Information given —
━━━━━━━━━━━━━━━━━━━━

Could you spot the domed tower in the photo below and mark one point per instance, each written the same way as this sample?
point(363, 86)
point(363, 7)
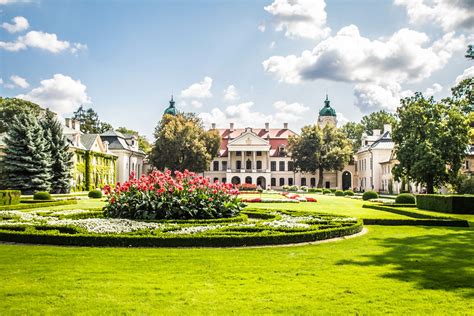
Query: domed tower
point(327, 115)
point(171, 110)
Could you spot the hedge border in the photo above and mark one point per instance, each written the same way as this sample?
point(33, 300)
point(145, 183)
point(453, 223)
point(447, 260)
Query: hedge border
point(96, 240)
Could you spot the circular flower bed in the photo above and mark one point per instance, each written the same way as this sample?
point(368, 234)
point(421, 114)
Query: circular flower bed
point(250, 228)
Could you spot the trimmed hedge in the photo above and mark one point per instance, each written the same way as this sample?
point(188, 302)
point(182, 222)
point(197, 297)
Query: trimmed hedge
point(416, 222)
point(405, 198)
point(43, 196)
point(457, 204)
point(36, 205)
point(10, 197)
point(80, 239)
point(95, 194)
point(369, 195)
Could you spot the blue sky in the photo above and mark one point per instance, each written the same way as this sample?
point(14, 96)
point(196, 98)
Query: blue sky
point(124, 58)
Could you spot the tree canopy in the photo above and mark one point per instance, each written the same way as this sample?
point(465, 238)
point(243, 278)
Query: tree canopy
point(431, 140)
point(319, 149)
point(183, 143)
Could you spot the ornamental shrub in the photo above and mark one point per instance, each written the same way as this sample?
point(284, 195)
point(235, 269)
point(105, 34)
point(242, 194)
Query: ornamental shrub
point(369, 195)
point(95, 194)
point(405, 198)
point(42, 195)
point(184, 195)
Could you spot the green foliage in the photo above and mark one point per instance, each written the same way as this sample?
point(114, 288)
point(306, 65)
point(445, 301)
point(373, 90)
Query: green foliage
point(369, 195)
point(95, 194)
point(430, 136)
point(183, 143)
point(90, 122)
point(458, 204)
point(61, 157)
point(9, 197)
point(319, 149)
point(405, 198)
point(26, 164)
point(41, 195)
point(9, 107)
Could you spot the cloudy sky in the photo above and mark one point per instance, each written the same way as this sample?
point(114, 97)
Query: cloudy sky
point(247, 62)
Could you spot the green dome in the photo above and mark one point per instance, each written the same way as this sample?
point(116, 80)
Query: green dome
point(171, 110)
point(327, 110)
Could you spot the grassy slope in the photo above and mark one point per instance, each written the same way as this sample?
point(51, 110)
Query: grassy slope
point(414, 270)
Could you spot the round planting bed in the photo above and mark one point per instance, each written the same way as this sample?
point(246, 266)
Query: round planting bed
point(253, 227)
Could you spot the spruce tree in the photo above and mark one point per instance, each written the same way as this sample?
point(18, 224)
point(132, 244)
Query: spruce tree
point(26, 162)
point(61, 157)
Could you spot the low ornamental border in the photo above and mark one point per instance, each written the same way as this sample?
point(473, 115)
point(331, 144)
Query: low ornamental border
point(97, 240)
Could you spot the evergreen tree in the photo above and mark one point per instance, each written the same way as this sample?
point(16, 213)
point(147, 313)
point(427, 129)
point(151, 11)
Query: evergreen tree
point(26, 163)
point(61, 157)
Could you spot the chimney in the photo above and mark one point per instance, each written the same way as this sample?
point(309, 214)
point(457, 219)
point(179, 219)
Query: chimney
point(387, 128)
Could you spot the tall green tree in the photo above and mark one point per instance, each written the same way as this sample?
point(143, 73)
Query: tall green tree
point(9, 107)
point(143, 142)
point(183, 143)
point(61, 157)
point(90, 122)
point(26, 164)
point(431, 141)
point(320, 150)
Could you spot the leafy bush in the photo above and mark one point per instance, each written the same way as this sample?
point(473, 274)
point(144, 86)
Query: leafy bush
point(161, 196)
point(95, 194)
point(9, 197)
point(41, 195)
point(458, 204)
point(369, 195)
point(405, 198)
point(349, 193)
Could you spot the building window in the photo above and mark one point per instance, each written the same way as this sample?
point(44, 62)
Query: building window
point(282, 166)
point(291, 165)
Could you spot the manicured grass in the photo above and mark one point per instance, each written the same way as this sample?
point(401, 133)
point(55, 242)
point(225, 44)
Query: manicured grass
point(400, 270)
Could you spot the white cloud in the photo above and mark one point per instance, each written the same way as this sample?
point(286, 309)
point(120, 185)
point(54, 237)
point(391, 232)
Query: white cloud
point(231, 94)
point(61, 94)
point(41, 40)
point(198, 90)
point(19, 81)
point(244, 115)
point(467, 73)
point(19, 24)
point(451, 15)
point(300, 18)
point(434, 89)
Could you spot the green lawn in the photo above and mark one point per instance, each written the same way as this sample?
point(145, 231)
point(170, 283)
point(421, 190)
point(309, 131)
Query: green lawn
point(401, 270)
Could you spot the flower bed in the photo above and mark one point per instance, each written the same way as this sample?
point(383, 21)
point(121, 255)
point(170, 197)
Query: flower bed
point(252, 227)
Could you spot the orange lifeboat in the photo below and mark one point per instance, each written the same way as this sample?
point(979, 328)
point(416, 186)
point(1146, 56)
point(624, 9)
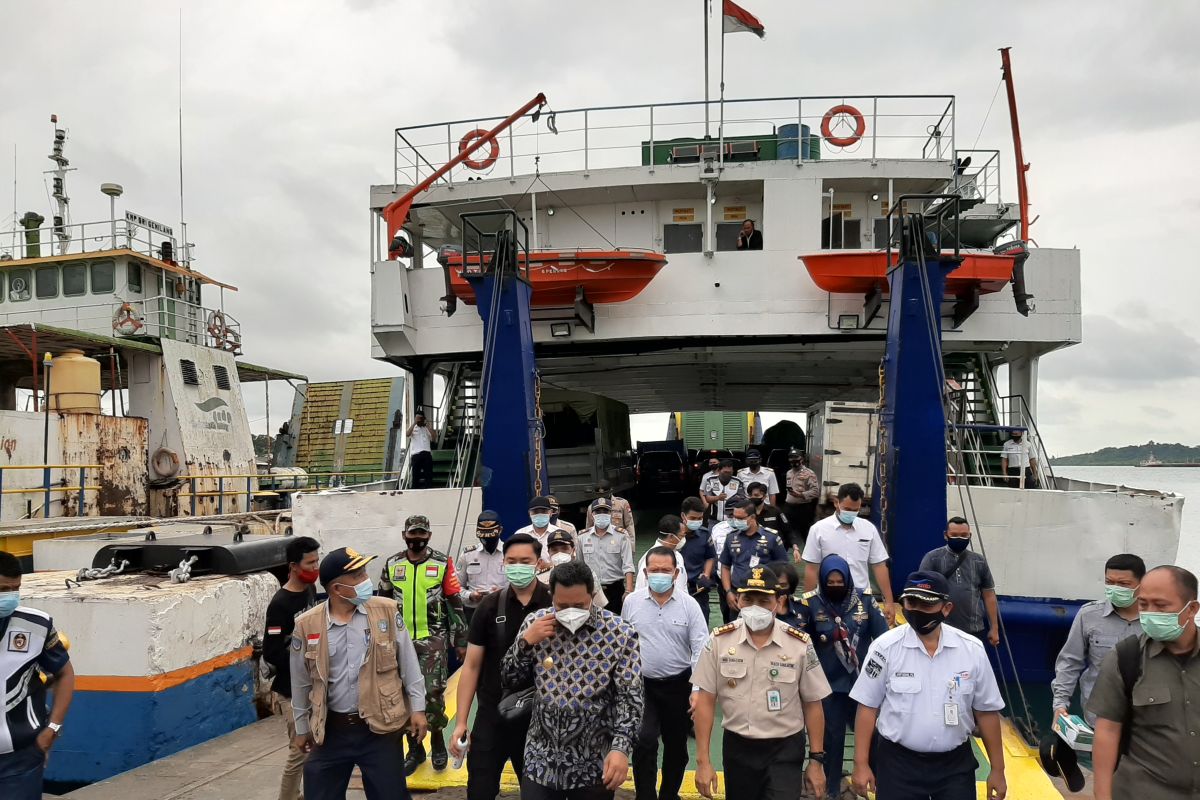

━━━━━━━━━━━━━━━━━━━━

Given task — Rewrite the material above, replacing each "spot" with "locate" and changing nothing else. Omit the pictures.

Correct output —
Could you locate the domed tower in the photo below and mark one point per instance, each written the same way as this sample?
point(363, 86)
point(363, 7)
Query: domed tower
point(327, 115)
point(171, 110)
Could you locate the hedge border in the photo above and mark one point per instance, each written the same way as this sample?
point(33, 300)
point(145, 183)
point(453, 223)
point(447, 260)
Query: hedge border
point(96, 240)
Could you locate the circular flower bed in the photo above and mark one point per instance, each written the same way as this sample?
point(368, 234)
point(421, 114)
Query: circular flower bed
point(250, 228)
Could you locate the trimmed hedge in the photo above and mark one point per instance, each written the same way as this sample?
point(188, 302)
point(182, 222)
point(197, 297)
Query: trimmed hedge
point(416, 222)
point(405, 198)
point(43, 196)
point(457, 204)
point(36, 205)
point(10, 197)
point(80, 239)
point(95, 194)
point(369, 195)
Could you locate the blue sky in the photo above and mark one point per instance, each written the same way as this sample?
point(14, 96)
point(196, 98)
Query: blue sky
point(124, 58)
Could you locate the tree canopy in the photo above and mark one point per instance, each written the same way as this sample?
point(465, 238)
point(243, 278)
Query: tree canopy
point(431, 140)
point(319, 149)
point(183, 143)
Could you locate the ornamental shrub in the photo above and mark one point per instance, each written the same way as this sample?
point(284, 195)
point(235, 269)
point(105, 34)
point(242, 194)
Query: ornamental shrub
point(369, 195)
point(95, 194)
point(405, 198)
point(42, 195)
point(184, 195)
Could you locate the green foliage in the photo above and mark one point per instance, each written the same way as this sample?
point(114, 288)
point(306, 65)
point(445, 301)
point(373, 90)
Query: green foliage
point(369, 195)
point(95, 194)
point(430, 136)
point(183, 143)
point(90, 122)
point(458, 204)
point(61, 157)
point(9, 197)
point(319, 149)
point(405, 198)
point(26, 164)
point(41, 195)
point(9, 107)
Could you locate the cloudy sky in the photo above and mark one point per instance, each written the same way as this sample?
point(114, 97)
Query: cloudy sky
point(247, 62)
Could you locate the green dome in the photo above and mark one point per instance, each written the same way as this sample?
point(116, 80)
Query: green dome
point(171, 110)
point(327, 110)
Could you locate the grassy slope in the photo above and mark one point per instance, each written the same way as this sample?
point(51, 110)
Query: grassy slope
point(414, 270)
Could you locate the round planting bed in the photo above and mark one point per instance, each written the same way as this sample?
point(246, 266)
Query: round planting bed
point(253, 227)
Could you locate the spruce tree in the photo above and mark one point per instance, each written the same way as this sample?
point(18, 224)
point(132, 244)
Query: spruce tree
point(26, 162)
point(61, 157)
Could you locate the low ornamental border in the photo above and mark one point per instance, each written the same way as this sample?
point(473, 115)
point(331, 144)
Query: low ornamental border
point(97, 240)
Could you locate the evergreen tree in the photo above and mark one point per instance, each written the same way as this sample?
point(16, 213)
point(147, 313)
point(427, 129)
point(151, 11)
Query: evergreen tree
point(26, 163)
point(61, 157)
Could you locate the chimney in the photo above and mark one point per instance, each written the same way as this sample?
point(309, 214)
point(457, 219)
point(179, 219)
Query: chimney
point(387, 128)
Could you locate the tall green tree in the photo above and mark one point per instance, each written the same way as this sample?
point(143, 73)
Query: tall green tree
point(9, 107)
point(143, 142)
point(183, 143)
point(61, 157)
point(90, 122)
point(26, 164)
point(431, 141)
point(320, 150)
Could you locate the leafy bush in the photo above and mark one point per instance, each written the same way as this sample?
point(473, 274)
point(144, 86)
Query: leafy bush
point(161, 196)
point(95, 194)
point(9, 197)
point(41, 195)
point(458, 204)
point(369, 195)
point(405, 198)
point(349, 193)
Could you locate the building window in the photo above and mark one point per instance, each written the same way as this sample?
point(44, 62)
Query: building window
point(282, 166)
point(291, 165)
Could you locate the manicured grass in the photo above and mark one point per instance, each written the same way as this sample?
point(401, 133)
point(55, 242)
point(225, 44)
Query: manicured grass
point(400, 270)
Could you locate the white cloud in the photo above and mark one point per instance, each written the same way as this sample?
point(286, 309)
point(120, 185)
point(54, 237)
point(391, 232)
Query: white cloud
point(231, 94)
point(61, 94)
point(41, 40)
point(198, 90)
point(19, 81)
point(244, 115)
point(467, 73)
point(19, 24)
point(451, 15)
point(300, 18)
point(434, 89)
Could you locate the green lawn in the photo above and mark one point per instance, each written the same way as this sample?
point(145, 231)
point(170, 283)
point(421, 190)
point(309, 131)
Query: green lawn
point(401, 270)
Could you locate the flower bed in the photo above and mark one point per instance, each written the same way as this sample?
point(383, 21)
point(121, 255)
point(170, 197)
Query: flower bed
point(252, 227)
Could you locate the orange lifeboat in the photo below and mark one point per instance, each written the same way as this sample?
point(979, 328)
point(416, 186)
point(1146, 56)
point(624, 9)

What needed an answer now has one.